小課題 1 → システム構成のメモの「前回のまとめ」に挙げられた項目を、すべて書き出してください。
小課題 2 → システム構成のメモの「さてレイヤ同士を結合する際に」から「下位側へ委譲関係が出来ます。」までの箇所を、「下位レイヤ側」を「下位層側」に入れ替えて書き写せ。
小課題 3 →
システム構成のメモについて、次の問いに答えよ。
(a) ヤードは何に近い概念とされているか。
(b) ここでいうインタフェースは、言語仕様ではなく何の概念を指すか。
(c) 一般的に、インタフェースは何として定義されることが多いか。

本文抜粋 →
::::::::

システム構成を整理する(2)(Unityメモ)

システム設計は責任分担の調整、つまり政治


前回のまとめ

・ユースケースの記述方法やクラス関係を再検討したい
・モジュールを整理するため、ヤードという概念を導入。機能の保守責任の分掌、つまり所属に近い概念。名前空間による実装が意味的に近い
・モジュール間の依存性の整理をする方法が必要だと気づいた

今回も車輪の再発明を進めてゆきます。

依存性の整理

インタフェースの所属を下位側に割り当てる

システム設計において、モジュールの依存性を整理することが大事です。特に相互依存があると、システムの理解や保守作業に手間がかかります。
さてレイヤ同士を結合する際に、両者の中間となる存在をはさむことがあります。この存在をインタフェースと呼びます。ここでのインタフェースは言語仕様ではなく、「界面」の概念の方を指します。
一般的には依存性逆転の原則に従い、インタフェースを抽象メソッド(つまり関数型の規約)として定義し、下位レイヤ側で抽象メソッドを実装する、という方法が採られることが多いです。

しかし単にインタフェースを用いるだけでは依存性は整理されません。インタフェースの保守責任、つまり所属も含めて考えることが必要です。
まず上位側はインタフェースを介して下位側の処理を呼び出すのですが、このとき上位側から下位側へ委譲関係が出来ます。

::::::::

データ行 →
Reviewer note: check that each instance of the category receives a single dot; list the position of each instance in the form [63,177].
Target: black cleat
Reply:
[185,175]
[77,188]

::::::::

解答 1 →
・ユースケースの記述方法やクラス関係を再検討したい
・モジュールを整理するため、ヤードという概念を導入。機能の保守責任の分掌、つまり所属に近い概念。名前空間による実装が意味的に近い
・モジュール間の依存性の整理をする方法が必要だと気づいた

解答 2 →
さてレイヤ同士を結合する際に、両者の中間となる存在をはさむことがあります。この存在をインタフェースと呼びます。ここでのインタフェースは言語仕様ではなく、「界面」の概念の方を指します。
一般的には依存性逆転の原則に従い、インタフェースを抽象メソッド(つまり関数型の規約)として定義し、下位層側で抽象メソッドを実装する、という方法が採られることが多いです。

しかし単にインタフェースを用いるだけでは依存性は整理されません。インタフェースの保守責任、つまり所属も含めて考えることが必要です。
まず上位側はインタフェースを介して下位側の処理を呼び出すのですが、このとき上位側から下位側へ委譲関係が出来ます。

解答 3 →
(a) 機能の保守責任の分掌、つまり所属
(b) 「界面」の概念
(c) 抽象メソッド(つまり関数型の規約)